→ What to produce: Make a verbatim copy of all the records.
Input material section start
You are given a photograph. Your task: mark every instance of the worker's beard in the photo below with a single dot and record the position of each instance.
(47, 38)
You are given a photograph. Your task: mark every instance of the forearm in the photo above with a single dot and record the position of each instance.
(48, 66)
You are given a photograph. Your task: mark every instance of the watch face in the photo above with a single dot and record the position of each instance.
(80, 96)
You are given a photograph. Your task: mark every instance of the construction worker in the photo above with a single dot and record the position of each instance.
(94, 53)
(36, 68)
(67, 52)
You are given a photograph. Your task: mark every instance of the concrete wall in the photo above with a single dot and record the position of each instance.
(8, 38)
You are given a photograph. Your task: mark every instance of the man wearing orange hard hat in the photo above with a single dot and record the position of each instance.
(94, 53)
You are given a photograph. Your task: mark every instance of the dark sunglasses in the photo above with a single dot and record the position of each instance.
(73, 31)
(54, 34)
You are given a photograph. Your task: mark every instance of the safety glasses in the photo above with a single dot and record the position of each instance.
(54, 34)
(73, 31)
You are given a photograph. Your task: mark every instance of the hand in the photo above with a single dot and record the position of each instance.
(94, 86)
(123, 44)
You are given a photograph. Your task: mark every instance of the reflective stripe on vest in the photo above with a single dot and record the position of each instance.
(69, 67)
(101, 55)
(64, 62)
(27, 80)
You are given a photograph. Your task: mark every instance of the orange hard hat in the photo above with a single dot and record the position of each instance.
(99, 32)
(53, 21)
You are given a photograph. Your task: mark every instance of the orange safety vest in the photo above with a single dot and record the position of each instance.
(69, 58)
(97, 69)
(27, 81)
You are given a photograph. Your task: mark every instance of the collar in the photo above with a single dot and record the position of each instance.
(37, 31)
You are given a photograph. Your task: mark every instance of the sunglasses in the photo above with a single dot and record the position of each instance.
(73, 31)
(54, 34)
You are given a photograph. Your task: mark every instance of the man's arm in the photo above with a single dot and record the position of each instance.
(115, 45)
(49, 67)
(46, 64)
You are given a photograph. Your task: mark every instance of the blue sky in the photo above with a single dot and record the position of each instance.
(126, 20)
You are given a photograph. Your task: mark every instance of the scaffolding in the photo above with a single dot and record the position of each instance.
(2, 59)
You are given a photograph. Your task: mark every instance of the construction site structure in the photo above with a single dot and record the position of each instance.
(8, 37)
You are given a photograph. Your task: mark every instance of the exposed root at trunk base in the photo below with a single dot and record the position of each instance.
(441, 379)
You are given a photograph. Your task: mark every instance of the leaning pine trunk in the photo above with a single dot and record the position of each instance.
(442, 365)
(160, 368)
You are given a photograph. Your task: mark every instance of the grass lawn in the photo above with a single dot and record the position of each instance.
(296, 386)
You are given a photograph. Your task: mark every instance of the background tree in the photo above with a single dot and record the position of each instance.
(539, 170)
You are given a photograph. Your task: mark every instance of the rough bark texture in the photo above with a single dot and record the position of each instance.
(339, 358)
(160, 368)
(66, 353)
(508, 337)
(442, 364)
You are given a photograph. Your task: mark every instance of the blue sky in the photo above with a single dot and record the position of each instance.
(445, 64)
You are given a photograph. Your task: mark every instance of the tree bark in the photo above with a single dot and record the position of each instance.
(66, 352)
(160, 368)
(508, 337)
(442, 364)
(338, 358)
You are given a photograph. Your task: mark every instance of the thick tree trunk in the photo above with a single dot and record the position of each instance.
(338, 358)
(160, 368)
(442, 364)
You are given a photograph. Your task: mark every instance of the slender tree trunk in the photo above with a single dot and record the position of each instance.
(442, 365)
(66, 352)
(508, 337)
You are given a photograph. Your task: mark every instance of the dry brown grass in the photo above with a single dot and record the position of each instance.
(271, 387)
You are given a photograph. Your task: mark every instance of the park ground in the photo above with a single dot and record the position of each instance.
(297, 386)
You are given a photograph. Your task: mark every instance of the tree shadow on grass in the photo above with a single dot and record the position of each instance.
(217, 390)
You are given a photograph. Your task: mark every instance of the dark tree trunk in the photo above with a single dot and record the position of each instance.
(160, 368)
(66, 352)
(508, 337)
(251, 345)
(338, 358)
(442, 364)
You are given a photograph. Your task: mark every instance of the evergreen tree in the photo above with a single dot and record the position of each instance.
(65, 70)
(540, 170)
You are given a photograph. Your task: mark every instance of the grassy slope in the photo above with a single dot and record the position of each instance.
Input material section end
→ Answer for this exercise:
You are given a photograph. Your task: mark every instance of the worker's beard in the photo below with a single dot and record the position of each instance.
(47, 38)
You are given a photograph. Your task: mark every instance of the forearm in the photo above with a single dot and record the position of each instance.
(48, 66)
You are given a photograph. Your task: mark every instance of the watch face in the photo above with a single dot and record the position of each instance.
(80, 96)
You are given a photograph. Your task: mark every instance of the construction worker in the photo above with a single dot and record the position of each instance.
(94, 53)
(36, 68)
(67, 52)
You are given a photograph. Your task: mark every instance of the concrete wall in the photo above with a single dot and record the position of each instance.
(8, 38)
You are given a photograph. Your task: mark every instance of the man wearing orange hard hat in the photo above with a single dot and record the position of each instance.
(94, 53)
You are given a photograph. Your task: mark every instance of the dark sunglasses in the photo above with a single dot and record the position of each instance.
(73, 31)
(54, 34)
You are given a photograph. Your task: mark every instance of the safety glasses in the photo above with a single dot and record the position of each instance.
(54, 34)
(73, 31)
You are given a photograph. Your task: mark every instance of the hand in the photo above with a single dot and record the position of each instance.
(94, 86)
(123, 44)
You are given a photograph. Your task: mark every instance of the reflective stripe on vest in the photo above with a single dot and record the position of each instance.
(69, 67)
(101, 55)
(64, 62)
(27, 80)
You are given a photograph. Your task: mark every instance of the orange hard hat in the photo above with a single dot and record the position of each instance.
(99, 32)
(53, 21)
You are given a photograph. Your task: mark every instance of the orange safety vest in the photo above with a single dot and record the position of each instance.
(69, 58)
(97, 69)
(27, 81)
You are given a photograph. Your task: mark every instance of the collar in the photo above with a single dot and record the position of each instance.
(37, 31)
You are given a photograph. Your task: mark every instance of the sunglasses in the photo above with a single dot and record the position of each instance.
(73, 31)
(54, 34)
You are given a photograph. Your task: mark every instance of the man's arm in the photo above with a single dot and record the position of each instance.
(115, 45)
(49, 67)
(46, 64)
You are given a photograph. Your task: mark every instance of the blue sky in the photo above with a single dot and record the position of each instance.
(126, 20)
You are given a photograph. Your task: mark every instance of the scaffolding in the photo above with a single dot and record the position of each instance.
(2, 59)
You are given a photograph. Your task: mark every instance of the construction site structure in the photo above with a single dot and record the position of each instance.
(8, 37)
You are given a photograph. Your task: mark every instance of the exposed root at trunk base in the photo below with a single dot and record the position of each instance.
(441, 379)
You are given a photograph. Your task: mark every instance of the leaning pine trunk in the photo above with a single dot and record the position of each instance.
(442, 365)
(160, 368)
You are given a photograph. Your task: mark every instance of the grass lawn in the photo above with a single dot and record the position of each instance.
(296, 386)
You are given a photograph. Your task: mark every instance of the background tree in the photo above with a single dot and record the position of each instance.
(539, 170)
You are given a photograph. Your task: mark every instance of the rough bark texture in the photo above with a single dot and record the position of each instance.
(339, 358)
(160, 368)
(66, 353)
(508, 337)
(442, 364)
You are given a photograph. Your task: mark every instance of the blue sky in the photo above with a single dot and record the position of each instance.
(445, 64)
You are given a photograph. Your task: mark every instance of the tree bark in the photo above with a single dot and record the position of each instance.
(66, 352)
(160, 368)
(508, 337)
(442, 364)
(338, 358)
You are given a photograph. Your task: mark every instance of the thick tree trunk in the photo above with a single dot and record the position of each instance.
(338, 358)
(160, 368)
(442, 364)
You are given a photograph. Your task: mark every instance of the slender tree trunk in the photo above with a single dot and record the position of each instance.
(442, 365)
(66, 352)
(508, 337)
You are given a photograph. Your task: mark every instance of the dry brown grass in the photo above with a single dot and record the position of each instance.
(271, 387)
You are given a photograph. Your task: mark every instance of the park ground in the photo above with a single dot and record the position of each instance.
(297, 386)
You are given a photograph. Your task: mark every instance of the tree shadow on grass in the photo above with a single dot and record the position of each instance.
(217, 390)
You are given a photograph. Your task: mark every instance of the dark tree trunk in the photo above with a single dot and record the position of each instance.
(160, 368)
(66, 352)
(508, 337)
(251, 345)
(338, 358)
(442, 364)
You are given a photograph. Your task: mark every instance of the evergreen tree in the photo above with a single dot and record the position of each instance.
(65, 70)
(540, 170)
You are given a photograph. Your task: mark every instance of the grassy slope in the photo above with a single dot and record the position of each instance.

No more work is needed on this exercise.